__Data to use__
---*---

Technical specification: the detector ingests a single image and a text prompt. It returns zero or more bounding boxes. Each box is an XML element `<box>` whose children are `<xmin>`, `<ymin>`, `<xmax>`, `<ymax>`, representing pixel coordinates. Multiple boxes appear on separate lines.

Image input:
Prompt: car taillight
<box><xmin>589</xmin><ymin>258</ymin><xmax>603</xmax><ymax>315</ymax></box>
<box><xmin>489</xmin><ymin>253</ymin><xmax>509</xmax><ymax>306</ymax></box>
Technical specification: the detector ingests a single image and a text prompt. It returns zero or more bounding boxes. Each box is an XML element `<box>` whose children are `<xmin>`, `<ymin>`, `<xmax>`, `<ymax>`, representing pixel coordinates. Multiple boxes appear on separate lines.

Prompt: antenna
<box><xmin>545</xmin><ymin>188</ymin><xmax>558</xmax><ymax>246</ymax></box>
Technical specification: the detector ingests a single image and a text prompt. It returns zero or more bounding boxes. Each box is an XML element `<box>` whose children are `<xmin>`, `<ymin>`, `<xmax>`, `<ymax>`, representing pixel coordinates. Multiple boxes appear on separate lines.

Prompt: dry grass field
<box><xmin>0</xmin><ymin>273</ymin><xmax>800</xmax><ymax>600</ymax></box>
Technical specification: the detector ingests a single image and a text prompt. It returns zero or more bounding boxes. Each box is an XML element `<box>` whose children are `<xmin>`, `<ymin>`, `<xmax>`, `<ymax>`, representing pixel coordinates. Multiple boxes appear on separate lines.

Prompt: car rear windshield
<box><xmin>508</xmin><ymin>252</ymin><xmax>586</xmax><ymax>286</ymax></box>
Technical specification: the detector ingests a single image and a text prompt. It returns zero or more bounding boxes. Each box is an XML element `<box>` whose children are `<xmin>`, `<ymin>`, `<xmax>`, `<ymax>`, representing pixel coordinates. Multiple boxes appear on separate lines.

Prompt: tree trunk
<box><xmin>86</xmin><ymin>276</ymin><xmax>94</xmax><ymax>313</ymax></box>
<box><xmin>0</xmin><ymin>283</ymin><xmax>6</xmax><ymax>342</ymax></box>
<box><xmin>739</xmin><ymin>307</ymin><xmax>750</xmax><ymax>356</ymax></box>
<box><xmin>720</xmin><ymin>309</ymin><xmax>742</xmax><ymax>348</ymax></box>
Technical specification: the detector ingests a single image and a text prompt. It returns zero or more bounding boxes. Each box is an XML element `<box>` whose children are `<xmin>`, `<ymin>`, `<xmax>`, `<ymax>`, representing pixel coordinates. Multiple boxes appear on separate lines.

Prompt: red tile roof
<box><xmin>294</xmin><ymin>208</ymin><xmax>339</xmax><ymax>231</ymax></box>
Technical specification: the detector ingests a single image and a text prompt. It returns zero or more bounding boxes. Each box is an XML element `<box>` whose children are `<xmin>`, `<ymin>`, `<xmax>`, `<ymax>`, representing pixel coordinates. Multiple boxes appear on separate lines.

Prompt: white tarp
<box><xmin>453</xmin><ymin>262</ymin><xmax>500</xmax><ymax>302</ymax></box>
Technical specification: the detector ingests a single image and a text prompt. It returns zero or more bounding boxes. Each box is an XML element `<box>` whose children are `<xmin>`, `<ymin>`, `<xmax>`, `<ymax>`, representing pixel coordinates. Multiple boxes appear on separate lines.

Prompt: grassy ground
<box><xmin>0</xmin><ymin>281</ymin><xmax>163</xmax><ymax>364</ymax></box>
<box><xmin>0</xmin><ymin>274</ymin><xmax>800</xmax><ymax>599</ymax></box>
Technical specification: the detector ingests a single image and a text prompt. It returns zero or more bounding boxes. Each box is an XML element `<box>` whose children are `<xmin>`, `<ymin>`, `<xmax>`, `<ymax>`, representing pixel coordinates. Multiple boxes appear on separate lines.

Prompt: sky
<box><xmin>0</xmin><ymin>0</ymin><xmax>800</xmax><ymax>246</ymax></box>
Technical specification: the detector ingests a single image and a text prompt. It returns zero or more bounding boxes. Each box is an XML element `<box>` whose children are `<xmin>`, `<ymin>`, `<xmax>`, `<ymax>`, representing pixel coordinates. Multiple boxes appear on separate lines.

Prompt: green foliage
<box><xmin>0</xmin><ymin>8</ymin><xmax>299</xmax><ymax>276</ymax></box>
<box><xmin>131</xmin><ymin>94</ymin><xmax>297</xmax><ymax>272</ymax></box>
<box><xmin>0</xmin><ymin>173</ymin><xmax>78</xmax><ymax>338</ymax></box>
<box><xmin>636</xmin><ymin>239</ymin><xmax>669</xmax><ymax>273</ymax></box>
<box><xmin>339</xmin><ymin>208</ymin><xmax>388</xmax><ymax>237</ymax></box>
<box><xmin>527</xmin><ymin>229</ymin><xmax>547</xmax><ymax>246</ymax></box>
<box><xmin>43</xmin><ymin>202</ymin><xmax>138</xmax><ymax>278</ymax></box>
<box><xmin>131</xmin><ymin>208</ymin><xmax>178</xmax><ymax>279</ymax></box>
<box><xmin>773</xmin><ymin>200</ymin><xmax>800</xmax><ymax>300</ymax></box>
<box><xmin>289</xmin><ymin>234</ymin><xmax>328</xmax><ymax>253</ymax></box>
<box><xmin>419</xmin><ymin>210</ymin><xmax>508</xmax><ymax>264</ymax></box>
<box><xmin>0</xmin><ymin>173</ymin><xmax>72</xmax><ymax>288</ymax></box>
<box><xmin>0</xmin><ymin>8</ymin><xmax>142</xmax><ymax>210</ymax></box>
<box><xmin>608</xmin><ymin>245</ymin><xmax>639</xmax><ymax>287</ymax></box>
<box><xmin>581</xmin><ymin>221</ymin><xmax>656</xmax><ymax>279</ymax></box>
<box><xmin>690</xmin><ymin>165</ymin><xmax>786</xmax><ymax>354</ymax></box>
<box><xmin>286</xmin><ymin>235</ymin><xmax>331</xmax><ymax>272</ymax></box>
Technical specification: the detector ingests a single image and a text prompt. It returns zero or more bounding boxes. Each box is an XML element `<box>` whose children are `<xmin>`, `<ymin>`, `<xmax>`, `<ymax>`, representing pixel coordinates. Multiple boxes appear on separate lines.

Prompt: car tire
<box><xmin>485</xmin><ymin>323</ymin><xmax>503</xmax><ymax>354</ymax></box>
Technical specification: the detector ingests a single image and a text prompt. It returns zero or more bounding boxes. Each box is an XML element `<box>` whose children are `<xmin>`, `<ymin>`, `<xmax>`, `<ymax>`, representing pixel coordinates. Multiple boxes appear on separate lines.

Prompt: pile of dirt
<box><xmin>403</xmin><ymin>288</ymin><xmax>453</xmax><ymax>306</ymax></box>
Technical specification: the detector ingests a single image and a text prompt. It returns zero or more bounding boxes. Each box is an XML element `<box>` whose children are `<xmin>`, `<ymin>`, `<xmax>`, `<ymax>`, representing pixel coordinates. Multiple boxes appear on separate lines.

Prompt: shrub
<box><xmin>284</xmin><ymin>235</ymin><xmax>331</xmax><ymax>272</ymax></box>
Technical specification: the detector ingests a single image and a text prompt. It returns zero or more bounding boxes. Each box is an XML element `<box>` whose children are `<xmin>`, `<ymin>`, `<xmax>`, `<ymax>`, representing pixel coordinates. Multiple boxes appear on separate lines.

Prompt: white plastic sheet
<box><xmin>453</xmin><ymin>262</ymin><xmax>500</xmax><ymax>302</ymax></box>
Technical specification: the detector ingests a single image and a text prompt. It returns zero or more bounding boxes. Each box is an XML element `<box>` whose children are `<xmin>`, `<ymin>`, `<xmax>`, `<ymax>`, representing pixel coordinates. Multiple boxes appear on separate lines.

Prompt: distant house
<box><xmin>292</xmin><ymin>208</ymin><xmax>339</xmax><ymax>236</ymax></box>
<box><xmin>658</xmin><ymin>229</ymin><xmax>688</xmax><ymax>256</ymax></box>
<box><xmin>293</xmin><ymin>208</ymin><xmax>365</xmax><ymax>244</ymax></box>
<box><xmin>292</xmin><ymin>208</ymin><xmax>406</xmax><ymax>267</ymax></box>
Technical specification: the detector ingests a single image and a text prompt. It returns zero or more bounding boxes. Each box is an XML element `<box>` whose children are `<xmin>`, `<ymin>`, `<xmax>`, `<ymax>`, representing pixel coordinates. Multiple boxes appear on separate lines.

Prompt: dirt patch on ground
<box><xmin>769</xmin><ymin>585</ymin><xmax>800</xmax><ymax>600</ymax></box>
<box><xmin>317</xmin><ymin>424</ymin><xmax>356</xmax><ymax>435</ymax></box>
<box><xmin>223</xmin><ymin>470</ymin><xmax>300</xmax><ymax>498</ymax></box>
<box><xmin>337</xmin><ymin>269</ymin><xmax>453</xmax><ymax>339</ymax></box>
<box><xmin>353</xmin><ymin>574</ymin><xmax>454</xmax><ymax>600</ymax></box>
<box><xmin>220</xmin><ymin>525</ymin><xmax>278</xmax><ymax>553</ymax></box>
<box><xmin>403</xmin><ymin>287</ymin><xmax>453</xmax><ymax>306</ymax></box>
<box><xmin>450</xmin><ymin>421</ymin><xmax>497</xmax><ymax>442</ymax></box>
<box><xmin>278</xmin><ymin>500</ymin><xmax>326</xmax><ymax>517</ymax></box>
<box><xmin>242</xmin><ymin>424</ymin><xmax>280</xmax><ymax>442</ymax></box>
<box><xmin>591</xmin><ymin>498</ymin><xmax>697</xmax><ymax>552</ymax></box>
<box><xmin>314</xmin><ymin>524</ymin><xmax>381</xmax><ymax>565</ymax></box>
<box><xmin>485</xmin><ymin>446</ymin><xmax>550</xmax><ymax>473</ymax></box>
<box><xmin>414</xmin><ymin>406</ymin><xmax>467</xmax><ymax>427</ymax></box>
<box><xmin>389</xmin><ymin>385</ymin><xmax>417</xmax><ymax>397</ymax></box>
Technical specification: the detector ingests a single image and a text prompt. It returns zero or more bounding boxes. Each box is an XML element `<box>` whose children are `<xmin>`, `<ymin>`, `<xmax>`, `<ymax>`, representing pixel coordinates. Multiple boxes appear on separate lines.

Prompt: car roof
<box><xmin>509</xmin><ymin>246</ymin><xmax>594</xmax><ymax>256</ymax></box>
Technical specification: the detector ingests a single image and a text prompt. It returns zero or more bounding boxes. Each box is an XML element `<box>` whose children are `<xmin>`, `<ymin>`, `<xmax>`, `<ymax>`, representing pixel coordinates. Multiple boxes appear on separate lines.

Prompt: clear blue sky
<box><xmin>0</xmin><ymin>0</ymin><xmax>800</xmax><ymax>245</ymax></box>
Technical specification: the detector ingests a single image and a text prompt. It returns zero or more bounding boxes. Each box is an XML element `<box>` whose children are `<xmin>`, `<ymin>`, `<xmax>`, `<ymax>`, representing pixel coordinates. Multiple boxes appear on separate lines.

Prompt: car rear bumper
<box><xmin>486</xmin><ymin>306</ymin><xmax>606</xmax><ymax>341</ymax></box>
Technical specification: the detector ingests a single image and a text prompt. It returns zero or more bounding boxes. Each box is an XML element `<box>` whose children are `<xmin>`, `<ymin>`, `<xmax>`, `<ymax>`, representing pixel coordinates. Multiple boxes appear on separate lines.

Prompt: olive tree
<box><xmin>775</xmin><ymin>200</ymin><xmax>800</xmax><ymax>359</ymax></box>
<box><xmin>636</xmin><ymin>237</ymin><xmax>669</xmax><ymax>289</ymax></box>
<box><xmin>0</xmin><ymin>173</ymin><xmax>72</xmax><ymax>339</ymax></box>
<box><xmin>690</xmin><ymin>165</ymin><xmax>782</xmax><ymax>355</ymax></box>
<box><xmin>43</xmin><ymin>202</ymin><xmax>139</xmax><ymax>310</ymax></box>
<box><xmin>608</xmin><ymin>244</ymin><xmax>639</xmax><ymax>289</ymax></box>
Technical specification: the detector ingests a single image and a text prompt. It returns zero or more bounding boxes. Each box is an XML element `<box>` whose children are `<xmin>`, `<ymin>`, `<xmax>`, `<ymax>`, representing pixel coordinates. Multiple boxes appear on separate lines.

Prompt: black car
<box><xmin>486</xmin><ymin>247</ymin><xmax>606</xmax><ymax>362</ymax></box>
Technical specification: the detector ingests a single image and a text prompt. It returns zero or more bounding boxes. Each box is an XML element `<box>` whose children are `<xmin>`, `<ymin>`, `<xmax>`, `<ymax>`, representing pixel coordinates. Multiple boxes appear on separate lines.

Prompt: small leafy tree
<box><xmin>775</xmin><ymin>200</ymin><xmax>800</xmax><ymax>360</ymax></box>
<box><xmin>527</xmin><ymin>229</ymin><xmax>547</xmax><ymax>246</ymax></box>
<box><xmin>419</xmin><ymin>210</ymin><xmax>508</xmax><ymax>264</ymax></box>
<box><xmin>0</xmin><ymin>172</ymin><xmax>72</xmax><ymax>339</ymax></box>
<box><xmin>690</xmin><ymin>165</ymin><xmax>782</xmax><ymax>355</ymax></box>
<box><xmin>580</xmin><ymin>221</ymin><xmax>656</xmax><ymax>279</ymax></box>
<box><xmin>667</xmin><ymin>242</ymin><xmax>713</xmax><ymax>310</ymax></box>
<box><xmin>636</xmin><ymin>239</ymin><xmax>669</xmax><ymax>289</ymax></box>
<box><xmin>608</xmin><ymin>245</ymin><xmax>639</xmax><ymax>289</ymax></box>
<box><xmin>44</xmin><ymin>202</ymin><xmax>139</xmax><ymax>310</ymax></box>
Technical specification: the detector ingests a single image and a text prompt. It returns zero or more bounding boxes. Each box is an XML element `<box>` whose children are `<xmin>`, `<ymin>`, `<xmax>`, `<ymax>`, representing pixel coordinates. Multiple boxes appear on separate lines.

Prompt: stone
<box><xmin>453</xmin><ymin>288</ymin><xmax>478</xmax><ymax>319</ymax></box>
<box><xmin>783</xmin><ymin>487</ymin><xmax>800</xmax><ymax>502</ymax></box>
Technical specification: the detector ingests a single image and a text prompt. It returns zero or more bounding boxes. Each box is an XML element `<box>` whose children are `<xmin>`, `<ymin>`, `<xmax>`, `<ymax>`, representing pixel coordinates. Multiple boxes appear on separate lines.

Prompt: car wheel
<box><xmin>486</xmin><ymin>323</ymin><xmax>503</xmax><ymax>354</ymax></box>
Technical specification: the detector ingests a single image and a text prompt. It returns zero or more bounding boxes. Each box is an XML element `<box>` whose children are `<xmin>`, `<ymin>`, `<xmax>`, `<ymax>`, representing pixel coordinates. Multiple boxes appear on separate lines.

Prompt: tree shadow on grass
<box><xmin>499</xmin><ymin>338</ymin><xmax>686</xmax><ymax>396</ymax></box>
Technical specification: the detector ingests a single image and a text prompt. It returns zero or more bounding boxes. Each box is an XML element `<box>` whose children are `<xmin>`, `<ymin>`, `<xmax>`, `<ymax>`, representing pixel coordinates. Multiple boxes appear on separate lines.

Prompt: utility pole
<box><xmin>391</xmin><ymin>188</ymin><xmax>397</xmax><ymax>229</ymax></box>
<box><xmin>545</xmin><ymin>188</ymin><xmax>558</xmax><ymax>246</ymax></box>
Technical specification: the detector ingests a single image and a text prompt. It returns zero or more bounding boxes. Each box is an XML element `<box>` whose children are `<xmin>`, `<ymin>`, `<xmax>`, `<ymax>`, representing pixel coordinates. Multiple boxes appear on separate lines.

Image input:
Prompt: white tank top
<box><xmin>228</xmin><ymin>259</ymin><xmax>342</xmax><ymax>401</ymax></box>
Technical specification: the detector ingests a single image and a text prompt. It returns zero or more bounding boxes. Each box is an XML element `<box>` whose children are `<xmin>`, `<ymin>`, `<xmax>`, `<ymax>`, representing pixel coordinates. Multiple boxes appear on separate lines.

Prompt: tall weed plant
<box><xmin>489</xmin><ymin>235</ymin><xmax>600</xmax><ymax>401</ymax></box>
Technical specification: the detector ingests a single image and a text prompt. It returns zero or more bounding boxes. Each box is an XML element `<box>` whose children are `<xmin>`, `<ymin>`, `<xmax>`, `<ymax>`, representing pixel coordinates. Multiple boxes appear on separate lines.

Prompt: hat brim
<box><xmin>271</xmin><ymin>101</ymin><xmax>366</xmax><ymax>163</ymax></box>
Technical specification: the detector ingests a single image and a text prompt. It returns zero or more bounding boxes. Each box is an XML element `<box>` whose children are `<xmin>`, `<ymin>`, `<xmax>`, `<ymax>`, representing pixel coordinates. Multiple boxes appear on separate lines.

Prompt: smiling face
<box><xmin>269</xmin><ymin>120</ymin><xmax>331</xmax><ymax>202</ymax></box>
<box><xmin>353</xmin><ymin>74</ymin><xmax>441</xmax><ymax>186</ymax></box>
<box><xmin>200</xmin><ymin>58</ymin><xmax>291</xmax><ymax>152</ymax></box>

---*---

__Your instructions__
Locate every line in the items above that contains the string "rear", and copy each such line in full. The match is case-sensitive.

__Written answer__
Prompt: car rear windshield
Prompt: car rear bumper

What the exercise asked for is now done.